== WHAT NEEDS TO BE DONE ==
Copy the passage of the article on heart risk after childhood cancer, starting with "Until menopause, women" and going on through "greater health risks.", and change "cardiovascular disease" to "heart disease" wherever it appears.

== READING TEXT ==
Life after cancer: Tendency for blood clotting and impaired vascular function endanger women's hearts

Women who had cancer in childhood have a higher risk of developing heart and circulation problems. Dr. Marina Panova-Noeva, a scientist at the German Centre for Cardiovascular Research (DZHK) is investigating the molecular mechanisms responsible for this.

New research calls for more attention to childhood cancer

Women who had cancer in childhood have a higher risk of developing heart and circulation problems. Dr. Marina Panova-Noeva, a scientist at the German Centre for Cardiovascular Research (DZHK) is investigating the molecular mechanisms responsible for this.

Until menopause, women are better protected against cardiovascular disease than men. The hormone estrogen ensures this. The reverse is true for people who had cancer as a child. Here women have a higher risk of developing heart and circulation problems. Dr. Marina Panova-Noeva, a scientist at the German Centre for Cardiovascular Research (German acronym: DZHK) is investigating the molecular mechanisms responsible for this within the research group of Prof. Dr. Philipp Wild at the center in the Rhein-Main region, Germany. She has discovered that after cancer, only women suffer a combination of an increased tendency to blood clotting and impaired vascular function with such interaction putting women’s hearts into greater health risks.

== PROVIDED DATA ==
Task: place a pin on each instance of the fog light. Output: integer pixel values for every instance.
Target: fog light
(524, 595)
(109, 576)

== WORKED SOLUTION ==
Until menopause, women are better protected against heart disease than men. The hormone estrogen ensures this. The reverse is true for people who had cancer as a child. Here women have a higher risk of developing heart and circulation problems. Dr. Marina Panova-Noeva, a scientist at the German Centre for Cardiovascular Research (German acronym: DZHK) is investigating the molecular mechanisms responsible for this within the research group of Prof. Dr. Philipp Wild at the center in the Rhein-Main region, Germany. She has discovered that after cancer, only women suffer a combination of an increased tendency to blood clotting and impaired vascular function with such interaction putting women’s hearts into greater health risks.